Source text below:

This school year has been far from ideal, with almost every student stuck at home doing virtual learning. After six months of sitting in my room and staring at my laptop for multiple hours straight, I jumped at the chance to take part in hybrid learning at my high school.
Over the course of the past few months, Eastside Catholic School (EC) has been trying to get its students back on campus, but was forced to cancel each time due to rising COVID-19 cases in the state. Now that first semester has officially ended, EC decided to bring its students back because the school felt that they could provide a safe learning environment on campus, while following the Washington state Department of Health’s guidelines.
I was initially excited to be heading back to school for hybrid learning, but as I talked to more of my friends, my skepticism grew. How many students would be in my class? Are all of my teachers even going to be teaching at campus? Should I even buy a parking pass?
I pondered over all of these questions and anxiously awaited for Feb. 4, the day I would return to in-person classes. EC’s hybrid schedule is split into A and B groups. Students in A group go to campus on Monday and Tuesday, and B group (the group I am in) attends on Thursday and Friday. The days you are not on campus, you continue just like any other remote learning day by joining a Teams meeting.

End of Source text.
Dataset records below:

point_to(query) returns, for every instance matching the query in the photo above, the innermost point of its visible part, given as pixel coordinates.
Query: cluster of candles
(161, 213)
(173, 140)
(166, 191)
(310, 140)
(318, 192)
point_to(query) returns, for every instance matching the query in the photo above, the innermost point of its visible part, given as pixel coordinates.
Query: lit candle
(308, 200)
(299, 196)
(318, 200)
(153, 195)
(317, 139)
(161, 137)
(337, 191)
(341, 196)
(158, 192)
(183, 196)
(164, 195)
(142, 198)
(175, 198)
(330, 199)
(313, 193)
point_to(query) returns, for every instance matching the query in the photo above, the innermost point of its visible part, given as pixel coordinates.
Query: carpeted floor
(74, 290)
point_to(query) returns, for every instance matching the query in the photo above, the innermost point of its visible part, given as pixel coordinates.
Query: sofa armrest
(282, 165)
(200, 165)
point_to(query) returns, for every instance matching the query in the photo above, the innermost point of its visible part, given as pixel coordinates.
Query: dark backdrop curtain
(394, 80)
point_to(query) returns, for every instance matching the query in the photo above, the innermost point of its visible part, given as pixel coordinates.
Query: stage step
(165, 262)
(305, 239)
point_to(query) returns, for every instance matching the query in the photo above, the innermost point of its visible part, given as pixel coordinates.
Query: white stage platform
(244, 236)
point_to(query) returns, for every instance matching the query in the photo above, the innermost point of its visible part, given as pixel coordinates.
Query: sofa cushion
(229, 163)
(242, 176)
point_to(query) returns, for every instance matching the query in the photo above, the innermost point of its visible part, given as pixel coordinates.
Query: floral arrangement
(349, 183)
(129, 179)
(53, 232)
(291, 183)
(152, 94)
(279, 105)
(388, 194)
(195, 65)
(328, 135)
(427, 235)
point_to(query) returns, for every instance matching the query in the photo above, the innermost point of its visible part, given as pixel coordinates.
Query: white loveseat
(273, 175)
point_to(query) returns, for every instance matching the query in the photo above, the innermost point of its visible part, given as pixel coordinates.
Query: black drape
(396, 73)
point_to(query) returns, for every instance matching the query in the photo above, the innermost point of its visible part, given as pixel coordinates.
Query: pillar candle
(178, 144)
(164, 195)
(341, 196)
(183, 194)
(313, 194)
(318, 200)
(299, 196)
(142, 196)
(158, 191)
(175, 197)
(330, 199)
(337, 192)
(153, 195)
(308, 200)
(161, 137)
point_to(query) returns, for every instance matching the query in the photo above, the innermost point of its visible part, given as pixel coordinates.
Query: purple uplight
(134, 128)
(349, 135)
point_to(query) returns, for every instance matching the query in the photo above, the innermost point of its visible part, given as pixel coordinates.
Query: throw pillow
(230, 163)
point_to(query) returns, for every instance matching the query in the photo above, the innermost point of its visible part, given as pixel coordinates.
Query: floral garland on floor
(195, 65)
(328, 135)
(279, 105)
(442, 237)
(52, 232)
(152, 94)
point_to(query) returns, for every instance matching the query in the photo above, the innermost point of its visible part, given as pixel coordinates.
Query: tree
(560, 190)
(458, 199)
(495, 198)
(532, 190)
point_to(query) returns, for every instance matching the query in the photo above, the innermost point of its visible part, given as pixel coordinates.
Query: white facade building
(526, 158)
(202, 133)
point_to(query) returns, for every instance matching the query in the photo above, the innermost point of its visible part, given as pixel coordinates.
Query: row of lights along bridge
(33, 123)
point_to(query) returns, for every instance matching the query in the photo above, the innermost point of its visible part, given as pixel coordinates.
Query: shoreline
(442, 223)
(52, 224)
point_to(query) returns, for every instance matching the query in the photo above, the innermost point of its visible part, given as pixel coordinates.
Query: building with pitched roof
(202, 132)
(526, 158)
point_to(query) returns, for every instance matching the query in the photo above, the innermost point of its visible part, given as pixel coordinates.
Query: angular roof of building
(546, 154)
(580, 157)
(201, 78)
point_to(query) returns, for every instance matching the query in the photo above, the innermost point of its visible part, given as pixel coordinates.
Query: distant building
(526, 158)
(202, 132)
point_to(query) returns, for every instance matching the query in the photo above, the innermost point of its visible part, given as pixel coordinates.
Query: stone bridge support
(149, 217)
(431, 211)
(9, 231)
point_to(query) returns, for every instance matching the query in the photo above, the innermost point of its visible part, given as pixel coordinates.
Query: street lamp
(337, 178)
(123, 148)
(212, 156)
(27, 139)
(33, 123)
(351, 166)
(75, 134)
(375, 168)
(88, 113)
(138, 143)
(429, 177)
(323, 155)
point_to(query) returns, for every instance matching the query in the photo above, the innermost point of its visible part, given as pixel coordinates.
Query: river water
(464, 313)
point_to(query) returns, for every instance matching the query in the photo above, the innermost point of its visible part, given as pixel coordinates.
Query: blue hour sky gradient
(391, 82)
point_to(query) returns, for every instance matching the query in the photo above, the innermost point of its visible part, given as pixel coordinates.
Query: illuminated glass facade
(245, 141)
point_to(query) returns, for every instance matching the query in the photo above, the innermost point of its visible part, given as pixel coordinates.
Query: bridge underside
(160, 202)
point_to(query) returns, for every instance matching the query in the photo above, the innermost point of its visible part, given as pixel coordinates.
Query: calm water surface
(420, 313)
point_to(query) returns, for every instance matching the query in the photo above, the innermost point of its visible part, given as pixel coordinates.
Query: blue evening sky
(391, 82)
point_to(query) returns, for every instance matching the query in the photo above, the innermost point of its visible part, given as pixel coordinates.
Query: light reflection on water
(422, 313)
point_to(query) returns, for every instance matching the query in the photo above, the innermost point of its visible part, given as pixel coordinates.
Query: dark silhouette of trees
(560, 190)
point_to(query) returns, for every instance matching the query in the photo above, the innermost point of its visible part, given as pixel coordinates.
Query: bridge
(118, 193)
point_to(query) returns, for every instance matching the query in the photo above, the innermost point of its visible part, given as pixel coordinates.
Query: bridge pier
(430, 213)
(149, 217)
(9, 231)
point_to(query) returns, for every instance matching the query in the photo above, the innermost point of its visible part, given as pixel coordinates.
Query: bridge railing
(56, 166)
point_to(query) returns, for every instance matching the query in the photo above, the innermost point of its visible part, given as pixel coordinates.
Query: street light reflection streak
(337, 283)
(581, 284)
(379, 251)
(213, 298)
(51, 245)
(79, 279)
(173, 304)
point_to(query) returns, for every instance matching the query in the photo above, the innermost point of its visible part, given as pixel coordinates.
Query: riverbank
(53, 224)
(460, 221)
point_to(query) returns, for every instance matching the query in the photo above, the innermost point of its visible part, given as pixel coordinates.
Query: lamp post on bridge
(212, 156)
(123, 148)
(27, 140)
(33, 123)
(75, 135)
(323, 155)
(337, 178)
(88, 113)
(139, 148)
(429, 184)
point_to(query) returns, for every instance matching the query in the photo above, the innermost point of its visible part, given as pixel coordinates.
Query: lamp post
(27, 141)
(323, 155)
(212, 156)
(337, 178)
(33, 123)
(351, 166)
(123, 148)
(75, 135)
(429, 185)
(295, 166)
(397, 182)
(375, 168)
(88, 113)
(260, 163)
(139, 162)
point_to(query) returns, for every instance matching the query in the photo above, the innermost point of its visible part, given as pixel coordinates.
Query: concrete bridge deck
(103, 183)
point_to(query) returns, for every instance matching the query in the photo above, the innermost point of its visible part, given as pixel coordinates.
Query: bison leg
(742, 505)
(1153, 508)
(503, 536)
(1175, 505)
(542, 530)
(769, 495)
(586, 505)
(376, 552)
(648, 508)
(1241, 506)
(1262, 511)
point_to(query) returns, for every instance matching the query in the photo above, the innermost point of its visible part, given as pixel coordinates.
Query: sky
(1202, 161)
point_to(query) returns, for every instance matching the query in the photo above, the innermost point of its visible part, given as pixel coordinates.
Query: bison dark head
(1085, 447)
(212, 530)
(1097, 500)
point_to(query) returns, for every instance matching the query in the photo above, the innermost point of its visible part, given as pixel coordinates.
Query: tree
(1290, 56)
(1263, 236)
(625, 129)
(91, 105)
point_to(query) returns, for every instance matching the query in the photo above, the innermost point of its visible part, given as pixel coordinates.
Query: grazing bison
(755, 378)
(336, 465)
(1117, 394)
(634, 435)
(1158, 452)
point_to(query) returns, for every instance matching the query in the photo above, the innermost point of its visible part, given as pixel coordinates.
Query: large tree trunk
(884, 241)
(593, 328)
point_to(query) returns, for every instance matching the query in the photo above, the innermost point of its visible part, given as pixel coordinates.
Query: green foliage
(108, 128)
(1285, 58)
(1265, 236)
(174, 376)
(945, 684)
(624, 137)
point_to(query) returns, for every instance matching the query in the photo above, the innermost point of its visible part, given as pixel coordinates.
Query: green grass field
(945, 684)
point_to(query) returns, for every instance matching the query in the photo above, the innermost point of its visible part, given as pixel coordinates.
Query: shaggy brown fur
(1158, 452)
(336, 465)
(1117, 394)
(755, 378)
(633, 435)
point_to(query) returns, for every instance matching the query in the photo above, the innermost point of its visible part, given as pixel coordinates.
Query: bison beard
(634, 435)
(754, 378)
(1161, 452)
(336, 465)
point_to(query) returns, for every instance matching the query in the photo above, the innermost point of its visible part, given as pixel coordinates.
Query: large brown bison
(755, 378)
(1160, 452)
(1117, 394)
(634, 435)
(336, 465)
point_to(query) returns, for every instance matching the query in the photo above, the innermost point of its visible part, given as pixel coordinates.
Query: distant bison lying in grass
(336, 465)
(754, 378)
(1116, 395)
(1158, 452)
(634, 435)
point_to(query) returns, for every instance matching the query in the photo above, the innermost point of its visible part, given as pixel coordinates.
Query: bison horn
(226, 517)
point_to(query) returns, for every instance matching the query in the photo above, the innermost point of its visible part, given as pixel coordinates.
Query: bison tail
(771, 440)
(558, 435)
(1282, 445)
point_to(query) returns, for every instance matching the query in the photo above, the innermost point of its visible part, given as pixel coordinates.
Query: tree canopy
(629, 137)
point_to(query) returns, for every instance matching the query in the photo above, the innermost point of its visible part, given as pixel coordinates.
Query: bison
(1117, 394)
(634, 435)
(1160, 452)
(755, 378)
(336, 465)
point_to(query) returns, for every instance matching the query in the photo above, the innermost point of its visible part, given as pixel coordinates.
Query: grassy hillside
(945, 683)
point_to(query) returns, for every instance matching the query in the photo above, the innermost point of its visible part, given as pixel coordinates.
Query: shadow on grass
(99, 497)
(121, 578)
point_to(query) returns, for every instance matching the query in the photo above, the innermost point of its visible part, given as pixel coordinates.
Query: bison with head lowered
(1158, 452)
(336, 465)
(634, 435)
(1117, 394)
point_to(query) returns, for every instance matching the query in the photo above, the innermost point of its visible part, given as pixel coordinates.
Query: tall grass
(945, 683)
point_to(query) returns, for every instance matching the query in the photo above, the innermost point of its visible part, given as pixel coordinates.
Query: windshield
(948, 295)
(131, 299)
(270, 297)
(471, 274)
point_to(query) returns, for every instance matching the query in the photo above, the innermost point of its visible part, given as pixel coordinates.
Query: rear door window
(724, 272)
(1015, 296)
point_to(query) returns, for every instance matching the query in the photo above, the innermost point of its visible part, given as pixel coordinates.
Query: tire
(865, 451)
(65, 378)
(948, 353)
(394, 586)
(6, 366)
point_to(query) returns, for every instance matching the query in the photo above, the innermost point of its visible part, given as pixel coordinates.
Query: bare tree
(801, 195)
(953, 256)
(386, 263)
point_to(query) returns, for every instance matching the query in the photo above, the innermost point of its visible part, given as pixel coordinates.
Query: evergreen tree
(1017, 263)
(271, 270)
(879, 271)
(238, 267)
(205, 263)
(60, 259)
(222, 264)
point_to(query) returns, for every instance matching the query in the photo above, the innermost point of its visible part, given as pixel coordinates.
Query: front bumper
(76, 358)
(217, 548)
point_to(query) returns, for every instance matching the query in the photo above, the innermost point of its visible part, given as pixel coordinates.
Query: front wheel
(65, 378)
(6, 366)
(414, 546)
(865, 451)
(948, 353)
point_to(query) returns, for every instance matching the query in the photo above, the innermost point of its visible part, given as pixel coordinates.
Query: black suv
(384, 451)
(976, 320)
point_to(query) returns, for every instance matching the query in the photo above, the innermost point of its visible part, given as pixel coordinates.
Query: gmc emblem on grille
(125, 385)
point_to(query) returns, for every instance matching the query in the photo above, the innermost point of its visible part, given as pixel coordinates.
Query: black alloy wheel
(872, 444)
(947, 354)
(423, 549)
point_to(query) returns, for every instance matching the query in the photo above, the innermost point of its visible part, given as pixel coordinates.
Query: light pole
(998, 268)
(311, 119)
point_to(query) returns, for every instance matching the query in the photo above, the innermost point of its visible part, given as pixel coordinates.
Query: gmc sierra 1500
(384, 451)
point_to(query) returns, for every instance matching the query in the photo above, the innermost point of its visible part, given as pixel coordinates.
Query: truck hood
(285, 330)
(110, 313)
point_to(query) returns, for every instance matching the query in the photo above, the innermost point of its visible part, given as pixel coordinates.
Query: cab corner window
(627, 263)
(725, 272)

End of Dataset records.

* **The task**: Can you copy, word for word, the part of the text on returning to school for hybrid learning that opens with the words containing "This school year" and closes with "my high school."?

* **Result of the exercise**:
This school year has been far from ideal, with almost every student stuck at home doing virtual learning. After six months of sitting in my room and staring at my laptop for multiple hours straight, I jumped at the chance to take part in hybrid learning at my high school.